CAHIER DES CHARGES – Rédigez la suite de la chronique sur le roman « la Mouche & le Masque de fer », en reprenant après sa dernière phrase.

EXTRAIT DU TEXTE –
[livre] la Mouche & le Masque de fer

Publié le 15 mai 2011 par Vance @Great_Wenceslas

 

Un roman historique de Nicole Voilhes, éditions In Octavo (2011)

Résumé : 1681. Le Marquis de Louvois expédie le chevalier de Beaudry en tournée d’inspection des prisons transalpines. Occasion rêvée pour sa femme, Marie, dite « la Mouche », de sortir un peu d’un train de vie qui l’exaspère pour partir à l’aventure. Or, dès la visite de Pignerol, elle se trouve confrontée à un mystère qui l’émoustille déjà : la présence d’un prisonnier fantôme, non inscrit sur les registres, et qu’on dit portant un masque de fer. Qui est donc cet inconnu dont le visage doit être dissimulé à tout prix ? La Mouche compte bien le découvrir, même si, bien vite, son enquête entraîne menaces et agressions, ce qui renforce encore sa détermination. Mais est-elle prête à risquer sa vie pour percer un secret si bien gardé ?

Une chronique de Vance


Joli ouvrage que ce roman proposé par les éditions In Octavo pour l’opération Masse Critique : une couverture au toucher agréable et nantie d’une très belle illustration, une nomenclature discrète, une typographie élégante et très lisible dans une mise en page sobre et fonctionnelle, du papier de qualité. La forme est soignée et flatte l’appétit du lecteur. A l’ère des tablettes et autres e-books, ce sont des arguments de poids.

Le coin du C.L.A.P. : Un petit livre rapide, expédié en quelques soirées et une visite chez l’ophtalmologiste (ne jamais oublier son livre quand on sait qu’on va être confronté aux angoisses de la salle d’attente !).

DONNÉES ENREGISTRÉES –
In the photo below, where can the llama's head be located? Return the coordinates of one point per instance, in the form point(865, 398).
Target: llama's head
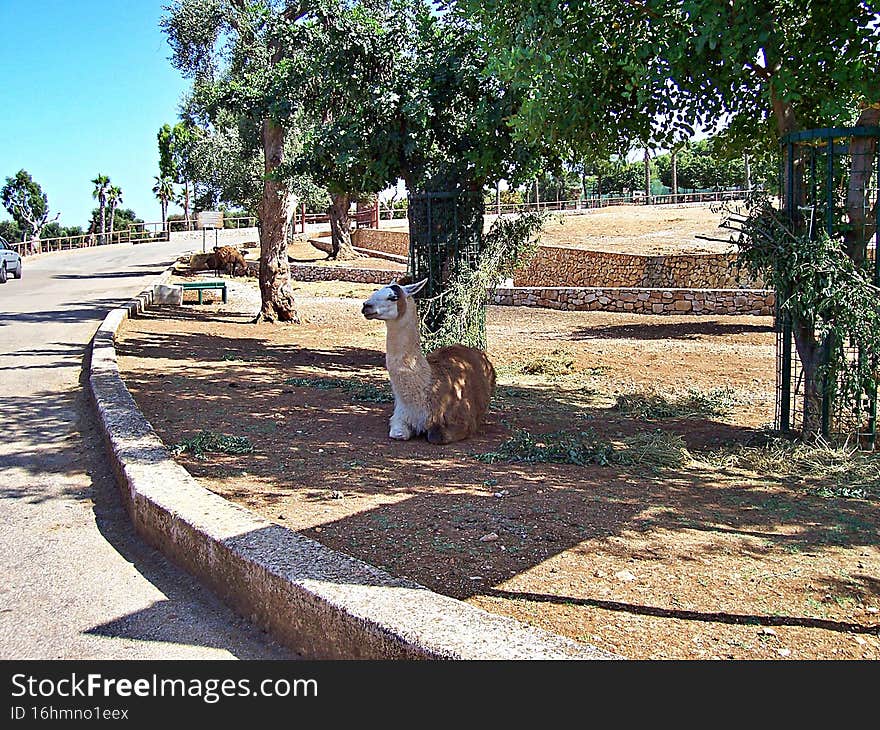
point(390, 302)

RÉSULTAT PRODUIT –
Roman d’aventures sur fond historique, la Mouche & le Masque de fer s’avère être le second volet (pour l’heure) des tribulations de Marie de Beaudry qui avait mené l’enquête aux côtés de son mari afin de demêler l’affaire des Poisons, en plein règne de Louis XIV. Très vite, on prend connaissance du caractère affirmé de cette « Mouche », surnom donné à l’héroïne pour sa propension à voleter autour des mystères auxquels ne devraient être confrontés que les Grands du Royaume : femme indépendante au tempérament moderne mais ressassant en permanence une enfance difficile, séduisante mais préférant de loin les énigmes aux mondanités (qu’elle subit néanmoins en tant qu’épouse d’un chevalier proche de Louvois), vive d’esprit mais forcée par son rang et l’Etiquette de garder pour elle la plupart des commentaires acerbes qu’elle rumine sur la société qui l’entoure, notamment et surtout les courtisans, fine observatrice des mœurs de son époque, Marie n’en demeure pas moins une femme aimante et une mère attentionnée. On le voit, beaucoup de traits contradictoires qui enrichissent le portrait d’un personnage finalement assez proche d’Angélique, l’héroïne de cette saga romanesque (et romantique) des époux Golon, puis de ces films auréolés d’une magnifique quoique sirupeuse bande originale de Michel Magne, à la différence capitale que Marie est davantage le témoin de son époque que la victime  à répétition d’événements improbables.

Ch. XVI, p. 137, §1 : Sourires par devant, critiques par derrière, éloges éhontés à Louis XIV, mépris souverain pour les domestiques et faux-fuyants et bassesses insignes et ragots et cabales… Versailles cache tant de turpitudes sous ses dorures !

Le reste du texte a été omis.